---- EXERCISE PASSAGE
Medicare Supply of Medical Services

What’s the difference between an ACO and Managed Care?

Medicare recently release a request for proposal for health care agencies to participate in both the Medicare Shared Savings Program and the Pioneer Accountable Care Organization (ACO) pilot project.  The Pioneer ACO project is similar to the Shared Savings Program but has higher levels of cost sharing and (in year 3 of the pilot) partially uses population-based reimbursement.  The goal of both these project is basically to move towards more integrated care.  Although ACOs seem new, they are basically just efforts to move towards something akin to a staff-model HMOs.
--------
---- STUDY MATERIAL
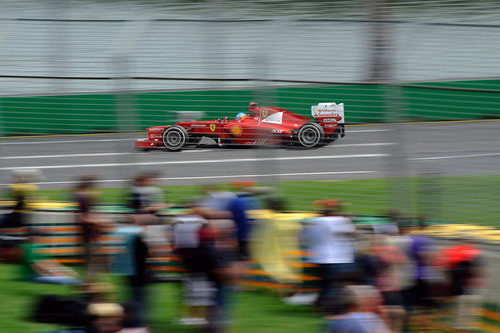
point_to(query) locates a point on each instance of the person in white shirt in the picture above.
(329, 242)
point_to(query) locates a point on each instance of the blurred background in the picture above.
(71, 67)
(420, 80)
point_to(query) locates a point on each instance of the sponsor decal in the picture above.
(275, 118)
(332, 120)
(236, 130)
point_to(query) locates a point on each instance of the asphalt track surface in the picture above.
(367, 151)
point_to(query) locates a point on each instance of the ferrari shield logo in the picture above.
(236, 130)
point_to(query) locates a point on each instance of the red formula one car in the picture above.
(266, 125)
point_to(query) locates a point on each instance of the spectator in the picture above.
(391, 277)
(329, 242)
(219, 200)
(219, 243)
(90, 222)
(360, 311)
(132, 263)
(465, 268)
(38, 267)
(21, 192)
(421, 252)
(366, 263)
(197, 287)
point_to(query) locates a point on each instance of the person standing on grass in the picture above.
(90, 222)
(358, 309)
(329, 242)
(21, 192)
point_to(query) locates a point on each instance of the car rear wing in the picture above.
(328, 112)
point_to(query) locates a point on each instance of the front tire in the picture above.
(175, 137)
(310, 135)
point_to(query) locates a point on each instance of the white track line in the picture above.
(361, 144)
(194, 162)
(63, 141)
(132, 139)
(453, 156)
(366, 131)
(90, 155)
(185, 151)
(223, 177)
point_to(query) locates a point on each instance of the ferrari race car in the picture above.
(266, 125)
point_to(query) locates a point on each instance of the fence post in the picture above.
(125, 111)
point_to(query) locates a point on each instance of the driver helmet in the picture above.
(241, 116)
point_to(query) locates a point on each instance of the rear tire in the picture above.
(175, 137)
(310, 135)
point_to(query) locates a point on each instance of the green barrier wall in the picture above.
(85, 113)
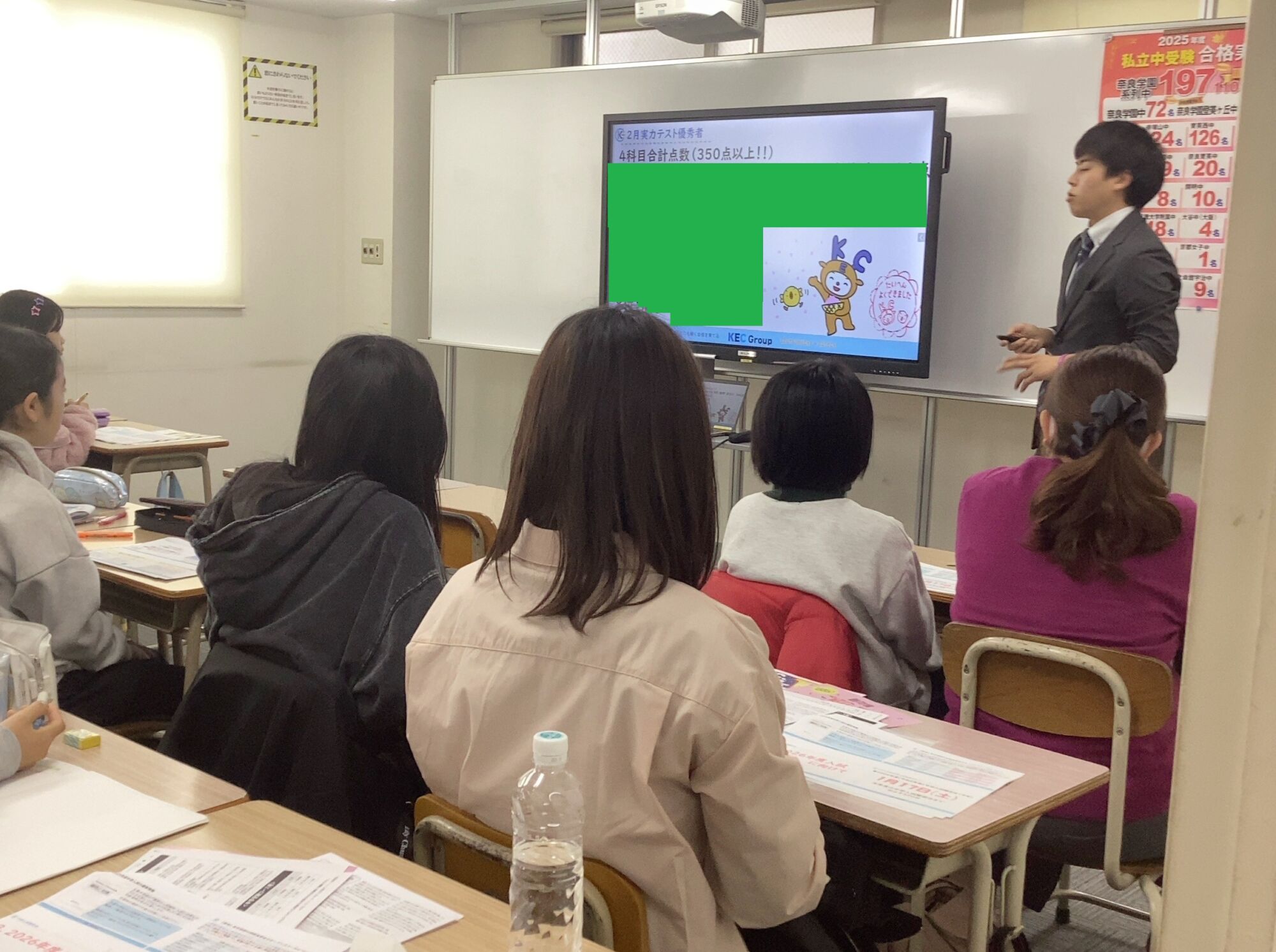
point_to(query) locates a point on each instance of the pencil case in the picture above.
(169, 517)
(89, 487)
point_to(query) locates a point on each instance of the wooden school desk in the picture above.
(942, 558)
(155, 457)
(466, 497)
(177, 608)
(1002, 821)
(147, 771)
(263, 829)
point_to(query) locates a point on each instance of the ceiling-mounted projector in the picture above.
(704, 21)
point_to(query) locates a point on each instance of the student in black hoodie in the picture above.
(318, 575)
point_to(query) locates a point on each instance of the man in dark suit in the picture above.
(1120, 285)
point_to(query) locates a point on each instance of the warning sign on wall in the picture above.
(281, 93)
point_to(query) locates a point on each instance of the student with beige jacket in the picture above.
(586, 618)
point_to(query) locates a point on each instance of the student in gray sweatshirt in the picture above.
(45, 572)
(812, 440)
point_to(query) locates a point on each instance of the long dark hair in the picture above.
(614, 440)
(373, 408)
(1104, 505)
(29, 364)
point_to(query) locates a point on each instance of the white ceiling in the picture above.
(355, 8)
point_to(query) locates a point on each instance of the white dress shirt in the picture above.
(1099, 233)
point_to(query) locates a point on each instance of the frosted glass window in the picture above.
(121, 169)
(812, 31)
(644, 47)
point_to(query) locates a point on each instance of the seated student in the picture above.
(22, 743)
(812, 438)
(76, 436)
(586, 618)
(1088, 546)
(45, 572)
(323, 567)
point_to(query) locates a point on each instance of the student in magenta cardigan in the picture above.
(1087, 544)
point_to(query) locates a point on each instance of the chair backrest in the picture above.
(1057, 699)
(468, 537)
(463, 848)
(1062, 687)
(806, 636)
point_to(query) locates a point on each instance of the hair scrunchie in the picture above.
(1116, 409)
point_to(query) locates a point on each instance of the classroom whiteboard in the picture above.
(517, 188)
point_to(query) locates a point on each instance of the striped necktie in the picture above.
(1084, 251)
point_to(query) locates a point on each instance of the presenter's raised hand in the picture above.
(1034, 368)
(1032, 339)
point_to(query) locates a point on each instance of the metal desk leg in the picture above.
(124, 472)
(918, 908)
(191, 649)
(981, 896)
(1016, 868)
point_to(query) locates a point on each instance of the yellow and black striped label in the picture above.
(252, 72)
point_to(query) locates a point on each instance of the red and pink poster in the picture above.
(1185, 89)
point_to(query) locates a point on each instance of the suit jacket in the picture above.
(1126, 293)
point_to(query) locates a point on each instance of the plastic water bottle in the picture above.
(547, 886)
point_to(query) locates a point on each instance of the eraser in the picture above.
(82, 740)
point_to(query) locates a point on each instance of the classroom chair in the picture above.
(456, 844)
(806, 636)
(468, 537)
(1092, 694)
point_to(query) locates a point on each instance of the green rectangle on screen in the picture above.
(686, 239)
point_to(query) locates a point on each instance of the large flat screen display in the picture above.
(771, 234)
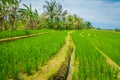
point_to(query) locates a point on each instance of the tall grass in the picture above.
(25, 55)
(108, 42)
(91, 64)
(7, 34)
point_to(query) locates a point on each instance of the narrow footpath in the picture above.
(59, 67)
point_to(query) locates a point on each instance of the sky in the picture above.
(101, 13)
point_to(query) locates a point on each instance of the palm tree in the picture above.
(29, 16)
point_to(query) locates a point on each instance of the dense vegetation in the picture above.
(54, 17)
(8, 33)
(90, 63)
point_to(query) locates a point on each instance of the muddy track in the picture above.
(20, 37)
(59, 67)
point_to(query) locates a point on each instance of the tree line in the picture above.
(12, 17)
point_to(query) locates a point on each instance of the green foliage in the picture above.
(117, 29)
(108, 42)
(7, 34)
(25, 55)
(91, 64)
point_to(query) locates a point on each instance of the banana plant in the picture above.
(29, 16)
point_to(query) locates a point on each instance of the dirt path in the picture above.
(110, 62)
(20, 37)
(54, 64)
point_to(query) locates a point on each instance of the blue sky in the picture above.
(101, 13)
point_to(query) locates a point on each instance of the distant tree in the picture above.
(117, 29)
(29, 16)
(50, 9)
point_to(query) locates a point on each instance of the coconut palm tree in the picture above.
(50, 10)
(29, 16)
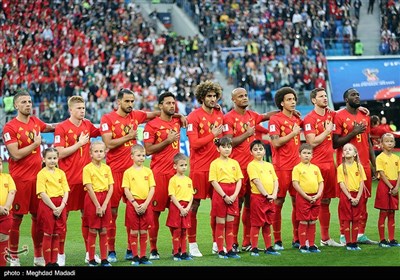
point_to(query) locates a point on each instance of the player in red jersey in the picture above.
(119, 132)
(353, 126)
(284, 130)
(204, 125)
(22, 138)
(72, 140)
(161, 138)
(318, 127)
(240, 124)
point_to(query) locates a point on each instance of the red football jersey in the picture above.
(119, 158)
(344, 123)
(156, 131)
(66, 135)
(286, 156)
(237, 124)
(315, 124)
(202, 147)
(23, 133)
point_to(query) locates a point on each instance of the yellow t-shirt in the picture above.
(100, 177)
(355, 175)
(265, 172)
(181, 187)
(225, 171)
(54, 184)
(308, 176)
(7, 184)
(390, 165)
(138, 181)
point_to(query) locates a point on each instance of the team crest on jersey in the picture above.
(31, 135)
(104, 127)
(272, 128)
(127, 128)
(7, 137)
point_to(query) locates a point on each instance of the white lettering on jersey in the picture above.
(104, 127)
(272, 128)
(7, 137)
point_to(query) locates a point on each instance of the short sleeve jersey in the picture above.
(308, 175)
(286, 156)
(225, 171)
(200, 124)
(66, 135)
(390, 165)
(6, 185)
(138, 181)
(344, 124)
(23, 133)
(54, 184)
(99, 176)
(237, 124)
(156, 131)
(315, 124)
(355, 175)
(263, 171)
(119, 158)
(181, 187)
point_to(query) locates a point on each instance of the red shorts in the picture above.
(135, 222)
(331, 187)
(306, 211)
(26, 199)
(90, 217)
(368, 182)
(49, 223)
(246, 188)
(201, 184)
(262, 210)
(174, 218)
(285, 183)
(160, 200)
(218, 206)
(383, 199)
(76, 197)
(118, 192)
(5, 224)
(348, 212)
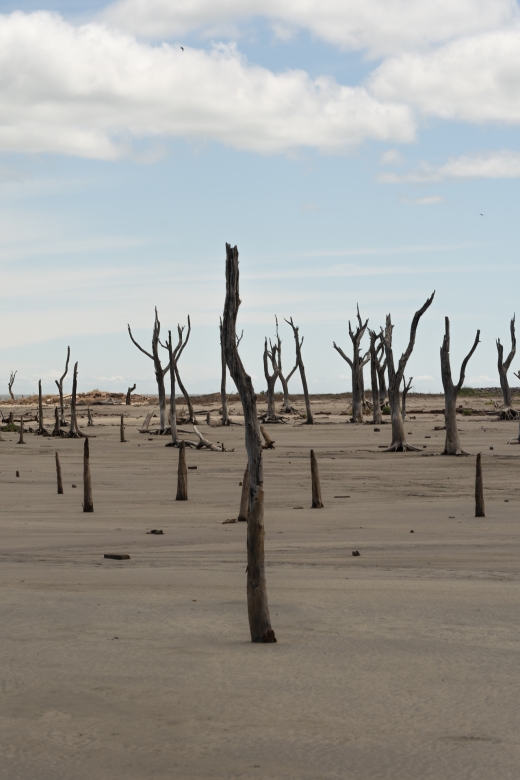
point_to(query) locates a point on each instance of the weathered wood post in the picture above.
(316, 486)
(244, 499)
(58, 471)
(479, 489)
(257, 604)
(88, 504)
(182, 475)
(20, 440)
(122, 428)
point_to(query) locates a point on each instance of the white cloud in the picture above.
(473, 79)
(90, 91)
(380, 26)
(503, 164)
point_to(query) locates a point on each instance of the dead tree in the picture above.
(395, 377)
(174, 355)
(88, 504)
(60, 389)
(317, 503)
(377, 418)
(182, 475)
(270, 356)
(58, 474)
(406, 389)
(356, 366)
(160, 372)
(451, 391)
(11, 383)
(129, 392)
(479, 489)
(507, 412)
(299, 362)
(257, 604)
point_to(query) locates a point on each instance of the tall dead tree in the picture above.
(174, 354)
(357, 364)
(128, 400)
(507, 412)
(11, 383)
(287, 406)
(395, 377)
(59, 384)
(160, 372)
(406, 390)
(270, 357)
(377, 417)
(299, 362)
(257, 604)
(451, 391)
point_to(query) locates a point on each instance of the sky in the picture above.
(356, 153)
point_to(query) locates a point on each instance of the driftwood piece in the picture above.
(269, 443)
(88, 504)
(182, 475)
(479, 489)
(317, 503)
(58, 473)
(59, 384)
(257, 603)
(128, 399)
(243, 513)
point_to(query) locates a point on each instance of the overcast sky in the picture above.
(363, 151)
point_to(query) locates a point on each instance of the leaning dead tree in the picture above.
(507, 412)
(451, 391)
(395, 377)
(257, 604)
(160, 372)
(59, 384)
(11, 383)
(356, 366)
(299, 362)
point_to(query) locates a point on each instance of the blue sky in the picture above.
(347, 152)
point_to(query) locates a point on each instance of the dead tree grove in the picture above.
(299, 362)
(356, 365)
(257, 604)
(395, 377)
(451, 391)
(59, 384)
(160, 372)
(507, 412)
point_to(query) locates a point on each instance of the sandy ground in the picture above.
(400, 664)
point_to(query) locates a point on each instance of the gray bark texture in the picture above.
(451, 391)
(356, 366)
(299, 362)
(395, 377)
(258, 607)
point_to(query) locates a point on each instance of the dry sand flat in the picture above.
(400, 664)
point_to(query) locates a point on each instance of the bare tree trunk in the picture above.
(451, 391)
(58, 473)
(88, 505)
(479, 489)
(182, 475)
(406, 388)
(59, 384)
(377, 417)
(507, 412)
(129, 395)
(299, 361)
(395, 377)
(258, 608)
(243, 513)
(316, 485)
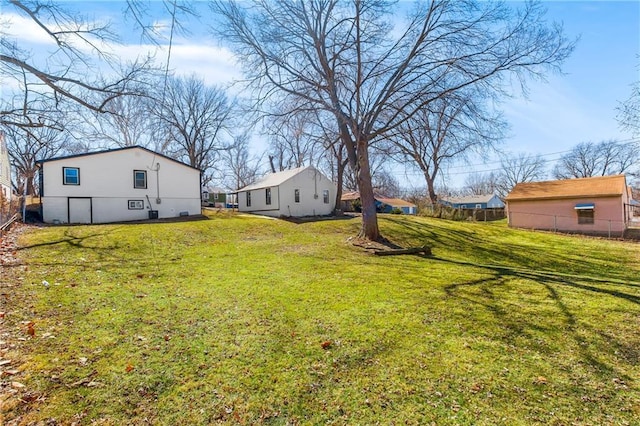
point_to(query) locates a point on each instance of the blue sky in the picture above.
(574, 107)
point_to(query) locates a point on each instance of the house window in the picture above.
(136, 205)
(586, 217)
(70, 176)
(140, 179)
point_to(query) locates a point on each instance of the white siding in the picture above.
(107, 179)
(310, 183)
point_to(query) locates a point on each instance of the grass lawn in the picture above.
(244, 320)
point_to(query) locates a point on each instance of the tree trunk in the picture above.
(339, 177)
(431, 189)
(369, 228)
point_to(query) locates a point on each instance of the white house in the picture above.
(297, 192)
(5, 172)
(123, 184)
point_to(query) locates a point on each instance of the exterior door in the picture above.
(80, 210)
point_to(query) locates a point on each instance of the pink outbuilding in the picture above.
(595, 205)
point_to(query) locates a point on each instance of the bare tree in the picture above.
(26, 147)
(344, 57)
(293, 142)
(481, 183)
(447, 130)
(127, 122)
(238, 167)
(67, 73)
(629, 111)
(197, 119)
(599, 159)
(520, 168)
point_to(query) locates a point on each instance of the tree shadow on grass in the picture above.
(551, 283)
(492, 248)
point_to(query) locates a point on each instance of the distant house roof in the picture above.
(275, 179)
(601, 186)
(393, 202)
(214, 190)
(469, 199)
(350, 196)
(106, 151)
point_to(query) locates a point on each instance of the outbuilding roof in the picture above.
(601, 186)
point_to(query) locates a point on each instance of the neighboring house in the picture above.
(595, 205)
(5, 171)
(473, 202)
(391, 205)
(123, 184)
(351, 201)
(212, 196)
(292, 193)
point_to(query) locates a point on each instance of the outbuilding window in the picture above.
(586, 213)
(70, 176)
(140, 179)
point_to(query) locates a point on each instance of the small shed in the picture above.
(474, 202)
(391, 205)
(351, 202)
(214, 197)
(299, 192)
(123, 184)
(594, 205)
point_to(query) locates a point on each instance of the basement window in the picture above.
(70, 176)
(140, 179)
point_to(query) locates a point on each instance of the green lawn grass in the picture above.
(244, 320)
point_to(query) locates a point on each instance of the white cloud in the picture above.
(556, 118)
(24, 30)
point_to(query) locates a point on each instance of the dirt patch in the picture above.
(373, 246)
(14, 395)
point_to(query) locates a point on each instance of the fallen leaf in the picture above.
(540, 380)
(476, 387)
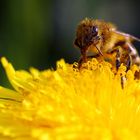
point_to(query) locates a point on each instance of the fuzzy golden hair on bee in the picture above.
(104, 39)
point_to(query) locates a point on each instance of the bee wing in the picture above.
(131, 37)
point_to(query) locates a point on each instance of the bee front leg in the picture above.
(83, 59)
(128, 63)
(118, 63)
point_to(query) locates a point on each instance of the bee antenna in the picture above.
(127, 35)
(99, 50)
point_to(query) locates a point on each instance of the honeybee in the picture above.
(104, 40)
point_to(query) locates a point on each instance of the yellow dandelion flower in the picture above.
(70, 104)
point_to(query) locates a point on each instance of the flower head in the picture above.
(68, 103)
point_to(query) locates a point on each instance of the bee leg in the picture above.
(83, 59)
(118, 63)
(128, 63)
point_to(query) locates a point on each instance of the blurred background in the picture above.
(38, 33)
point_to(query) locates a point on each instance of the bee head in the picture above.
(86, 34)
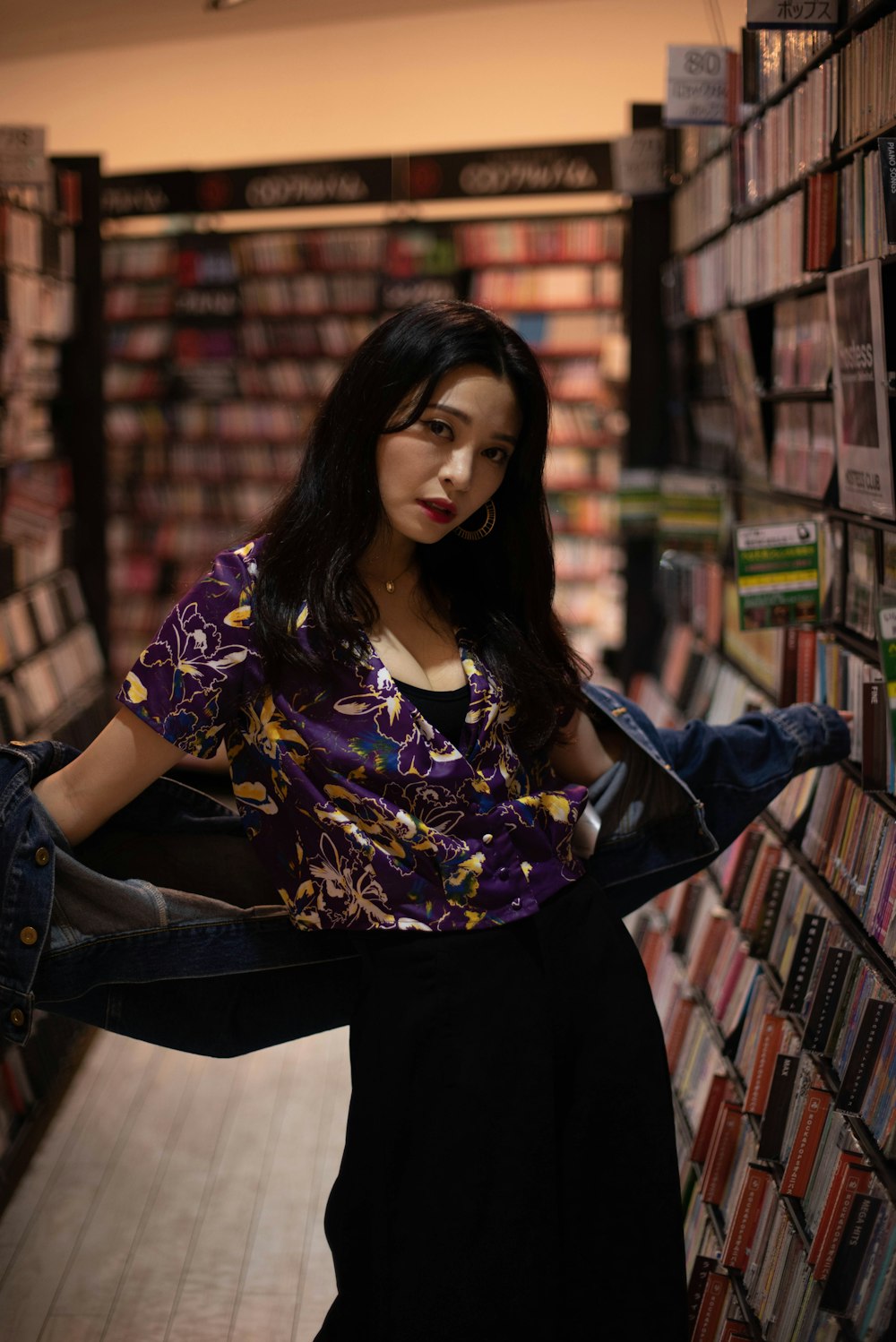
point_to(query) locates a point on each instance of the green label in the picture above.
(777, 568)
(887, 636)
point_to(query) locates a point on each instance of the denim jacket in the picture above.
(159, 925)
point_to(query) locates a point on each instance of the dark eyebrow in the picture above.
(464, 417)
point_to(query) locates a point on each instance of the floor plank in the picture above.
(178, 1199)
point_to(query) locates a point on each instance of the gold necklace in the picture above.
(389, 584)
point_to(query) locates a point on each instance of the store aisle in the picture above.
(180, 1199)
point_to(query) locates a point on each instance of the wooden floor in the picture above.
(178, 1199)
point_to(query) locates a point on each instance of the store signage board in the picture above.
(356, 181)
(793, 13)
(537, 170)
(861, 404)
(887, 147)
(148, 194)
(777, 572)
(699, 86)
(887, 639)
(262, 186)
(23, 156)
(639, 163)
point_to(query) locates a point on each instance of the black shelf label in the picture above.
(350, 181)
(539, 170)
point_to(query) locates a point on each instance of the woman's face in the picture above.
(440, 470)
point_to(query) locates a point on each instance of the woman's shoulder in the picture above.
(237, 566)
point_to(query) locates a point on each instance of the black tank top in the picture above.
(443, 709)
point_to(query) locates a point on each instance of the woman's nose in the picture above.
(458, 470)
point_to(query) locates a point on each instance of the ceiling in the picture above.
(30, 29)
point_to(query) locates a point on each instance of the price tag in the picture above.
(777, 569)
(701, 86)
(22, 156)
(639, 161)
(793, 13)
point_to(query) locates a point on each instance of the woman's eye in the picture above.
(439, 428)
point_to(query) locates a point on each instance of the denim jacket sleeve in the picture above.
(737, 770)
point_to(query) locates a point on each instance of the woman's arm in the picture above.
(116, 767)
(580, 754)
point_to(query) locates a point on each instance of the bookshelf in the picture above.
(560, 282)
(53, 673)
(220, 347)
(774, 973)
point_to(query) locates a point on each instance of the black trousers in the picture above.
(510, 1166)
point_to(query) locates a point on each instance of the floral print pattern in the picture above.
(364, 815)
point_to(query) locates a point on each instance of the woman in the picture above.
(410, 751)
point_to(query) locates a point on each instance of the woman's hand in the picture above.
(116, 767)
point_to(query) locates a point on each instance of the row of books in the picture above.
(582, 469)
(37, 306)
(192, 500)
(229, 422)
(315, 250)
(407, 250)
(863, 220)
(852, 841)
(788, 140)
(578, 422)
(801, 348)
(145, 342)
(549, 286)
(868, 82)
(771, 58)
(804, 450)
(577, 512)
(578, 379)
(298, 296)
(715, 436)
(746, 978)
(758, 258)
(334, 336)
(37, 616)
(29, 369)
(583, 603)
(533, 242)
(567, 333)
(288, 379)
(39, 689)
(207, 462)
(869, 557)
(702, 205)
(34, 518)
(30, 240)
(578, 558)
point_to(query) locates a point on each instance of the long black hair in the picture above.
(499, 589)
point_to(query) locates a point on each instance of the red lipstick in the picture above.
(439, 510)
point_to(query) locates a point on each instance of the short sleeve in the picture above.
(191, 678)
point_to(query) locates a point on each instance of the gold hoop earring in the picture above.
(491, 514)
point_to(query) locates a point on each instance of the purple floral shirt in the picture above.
--------
• [ACTIVITY] Finish out the next part of the text on Medicare ACOs and managed care, picking up right after its last sentence. The rows have nothing to do with the text on Medicare ACOs.

• [TASK OUTPUT]
There are some differences however.  Both Medicare ACO programs require the ACO to notify the beneficiary that they are participating the ACO.  Further, the ACO will be responsible for reducing cost for these beneficiaries.  Unlike in a traditional HMO, however, on the patients end the ACO is non-binding.  Whereas many private managed care plans force patients to choose a primary care provider (PCP), Medicare patients can still see any physician they want without a referral.  According to CMS:

Medical ACO models on offer do not involved beneficiary enrollment or lock in.  They do not involve gatekeeping or pre-authorization.  It is traditional Medicare.

Instead,  Medicare assigns the beneficiary to physicians in the ACOs based on the patient’s base treatment history.  [Note: In the Pioneer ACO, Medicare assigns beneficiaries to a physician in an ACO who has the largest amount of primary care evaluation and management (E&M) claim cost].

Another similarity between ACOs and managed care is that Medicare ACOs are moving towards capitation payments.  In the third year of the Pioneer ACO pilot, Medicare will give the ACO a population-based payment worth 50 percent of the estimated cost of care for that beneficiary.   Providers will only receive 50 percent of their typical payments in the for of fee-for-service reimbursement, and the ACO will determine what share of the population based payment each provider should receive.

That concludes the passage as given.